INSTRUCTION 1: From the listing below, copy out the lines exactly as they stand, starting at the line that contains "Box cardboard box." and ending at the line that contains "467, 208, 492, 234", with both of those lines included.

SELECTED PASSAGE:
'''

Lourdes Agapito On Synthetic Media and Its Way To Transform The Film Industry, Online Shopping, and More

LDV Capital invests in people building businesses powered by visual technologies. We thrive on collaborating with deep tech teams leveraging computer vision, machine learning, and artificial intelligence to analyze visual data. We are the only venture capital firm with this thesis. We regularly host Vision events – check out when the next one is scheduled.

Our Women Leading Visual Tech series is here to showcase the leading women whose work in visual tech is reshaping business and society. In this interview, LDV Capital’s Abigail Hunter-Syed had a chance to speak with Dr. Lourdes Agapito, a Professor of 3D Vision in the Department of Computer Science at University College London. Her research has been consistently focused on 3D dynamic scene understanding from video.

'''

INSTRUCTION 2: Which technologies does the introduction to the Lourdes Agapito interview say the deep tech teams leverage to analyze visual data? List all of them.

INFORMATION SUPPLIED:
'''

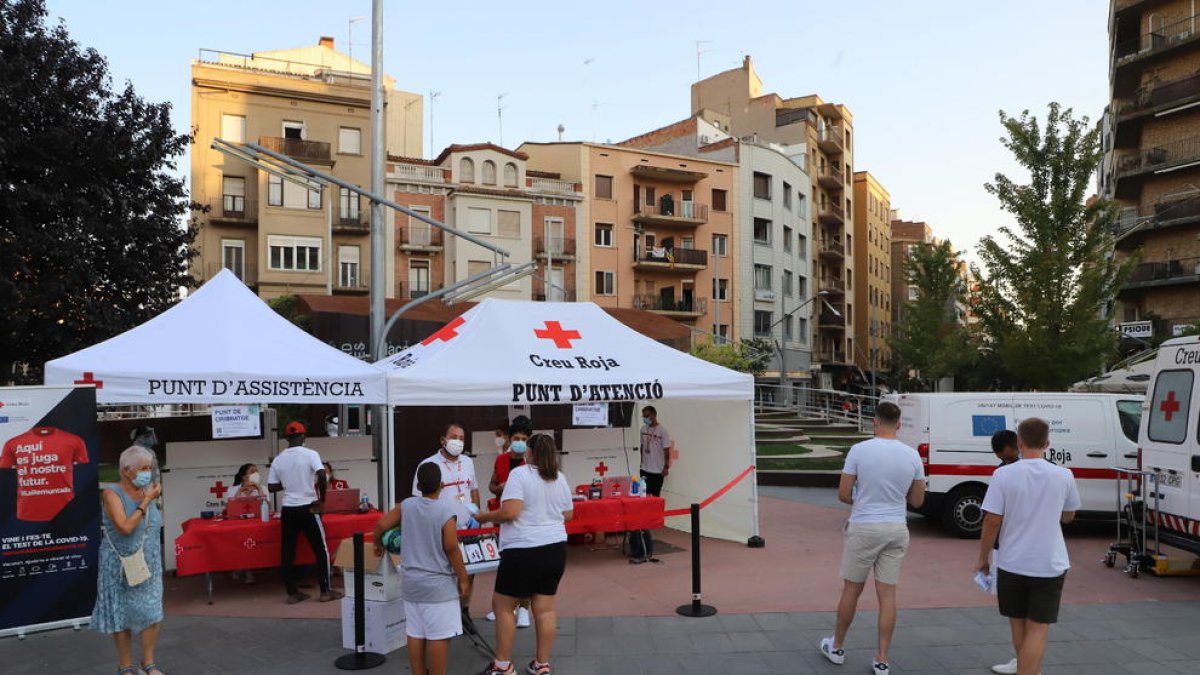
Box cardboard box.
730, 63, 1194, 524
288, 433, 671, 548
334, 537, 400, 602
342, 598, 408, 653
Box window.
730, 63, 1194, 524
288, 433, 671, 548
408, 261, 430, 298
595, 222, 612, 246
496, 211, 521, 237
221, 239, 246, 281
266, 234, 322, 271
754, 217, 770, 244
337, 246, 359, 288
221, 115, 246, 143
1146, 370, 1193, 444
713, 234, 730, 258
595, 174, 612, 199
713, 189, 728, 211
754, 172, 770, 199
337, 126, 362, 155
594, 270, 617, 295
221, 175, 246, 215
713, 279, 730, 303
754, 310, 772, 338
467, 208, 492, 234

'''
'''

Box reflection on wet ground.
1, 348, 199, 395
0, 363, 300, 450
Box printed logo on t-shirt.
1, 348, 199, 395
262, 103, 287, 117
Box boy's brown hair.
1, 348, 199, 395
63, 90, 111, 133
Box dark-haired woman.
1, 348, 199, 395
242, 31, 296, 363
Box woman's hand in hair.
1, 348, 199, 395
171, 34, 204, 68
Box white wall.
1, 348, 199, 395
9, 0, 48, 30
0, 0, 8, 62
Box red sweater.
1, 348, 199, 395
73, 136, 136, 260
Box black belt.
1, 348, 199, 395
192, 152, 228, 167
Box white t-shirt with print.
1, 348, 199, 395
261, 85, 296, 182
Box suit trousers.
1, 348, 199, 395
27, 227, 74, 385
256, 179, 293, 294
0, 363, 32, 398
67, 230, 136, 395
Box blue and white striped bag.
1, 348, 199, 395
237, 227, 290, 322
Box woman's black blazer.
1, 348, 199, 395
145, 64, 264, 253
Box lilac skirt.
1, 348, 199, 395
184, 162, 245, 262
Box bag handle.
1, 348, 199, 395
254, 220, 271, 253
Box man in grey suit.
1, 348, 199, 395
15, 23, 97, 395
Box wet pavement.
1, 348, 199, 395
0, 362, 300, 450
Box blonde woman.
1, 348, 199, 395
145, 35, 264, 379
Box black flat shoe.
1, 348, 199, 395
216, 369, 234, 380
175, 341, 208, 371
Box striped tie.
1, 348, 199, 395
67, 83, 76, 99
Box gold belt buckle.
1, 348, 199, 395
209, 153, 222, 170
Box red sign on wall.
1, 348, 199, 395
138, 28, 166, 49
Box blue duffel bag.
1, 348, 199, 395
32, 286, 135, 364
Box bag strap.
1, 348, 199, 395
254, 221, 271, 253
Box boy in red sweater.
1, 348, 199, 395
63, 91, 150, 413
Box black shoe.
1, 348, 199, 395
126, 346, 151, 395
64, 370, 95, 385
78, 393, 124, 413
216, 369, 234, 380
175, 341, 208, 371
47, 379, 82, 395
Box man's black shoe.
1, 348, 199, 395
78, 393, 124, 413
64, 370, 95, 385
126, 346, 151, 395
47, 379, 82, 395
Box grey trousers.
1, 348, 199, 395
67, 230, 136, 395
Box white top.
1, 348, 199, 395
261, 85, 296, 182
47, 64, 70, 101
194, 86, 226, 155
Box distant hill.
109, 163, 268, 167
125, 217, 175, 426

'''
'''

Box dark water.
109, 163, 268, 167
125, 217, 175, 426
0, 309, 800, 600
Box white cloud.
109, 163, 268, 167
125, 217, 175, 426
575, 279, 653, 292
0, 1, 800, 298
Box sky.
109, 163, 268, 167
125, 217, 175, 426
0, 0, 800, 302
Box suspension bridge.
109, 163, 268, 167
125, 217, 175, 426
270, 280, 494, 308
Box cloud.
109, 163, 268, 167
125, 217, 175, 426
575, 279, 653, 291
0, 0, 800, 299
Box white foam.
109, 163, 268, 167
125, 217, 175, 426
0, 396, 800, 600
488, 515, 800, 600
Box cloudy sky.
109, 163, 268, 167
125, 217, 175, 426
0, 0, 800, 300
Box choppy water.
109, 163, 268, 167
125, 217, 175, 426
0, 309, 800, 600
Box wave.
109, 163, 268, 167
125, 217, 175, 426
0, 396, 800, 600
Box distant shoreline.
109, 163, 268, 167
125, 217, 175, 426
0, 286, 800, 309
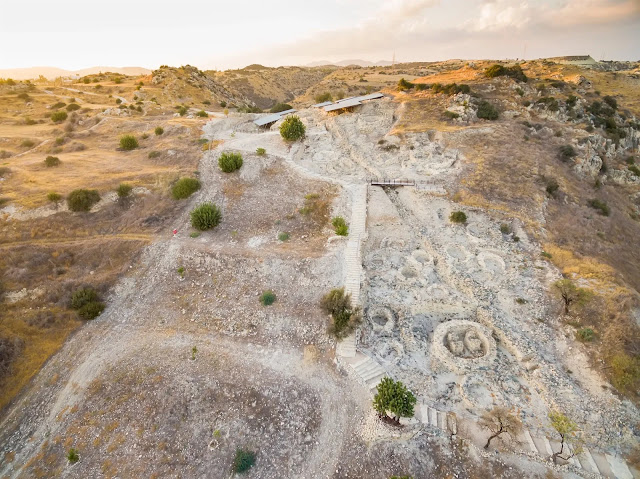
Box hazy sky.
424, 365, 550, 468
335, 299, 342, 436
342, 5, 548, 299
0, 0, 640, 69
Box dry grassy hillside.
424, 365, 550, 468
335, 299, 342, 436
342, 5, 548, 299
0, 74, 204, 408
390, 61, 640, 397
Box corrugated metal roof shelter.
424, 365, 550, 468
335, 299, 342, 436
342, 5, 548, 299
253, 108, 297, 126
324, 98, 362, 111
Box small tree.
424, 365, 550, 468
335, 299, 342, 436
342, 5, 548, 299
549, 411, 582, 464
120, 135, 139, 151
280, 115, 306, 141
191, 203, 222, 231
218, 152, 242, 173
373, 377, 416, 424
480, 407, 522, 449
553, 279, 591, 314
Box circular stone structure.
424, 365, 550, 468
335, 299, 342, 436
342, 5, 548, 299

'''

CORRECT RESPONSE 1:
Box cardboard box.
730, 63, 1194, 524
288, 433, 671, 548
334, 537, 400, 602
342, 598, 408, 653
Box window.
730, 63, 1194, 524
288, 433, 671, 548
408, 261, 430, 298
595, 222, 612, 246
496, 211, 521, 237
221, 239, 246, 281
266, 234, 322, 271
754, 217, 770, 244
337, 246, 359, 288
221, 115, 246, 143
1146, 370, 1193, 444
713, 234, 730, 258
595, 174, 612, 199
713, 189, 728, 211
754, 172, 770, 199
337, 126, 362, 155
594, 270, 617, 295
221, 175, 246, 215
713, 279, 730, 303
754, 310, 772, 338
467, 208, 492, 234

CORRECT RESPONSE 2:
- computer vision
- machine learning
- artificial intelligence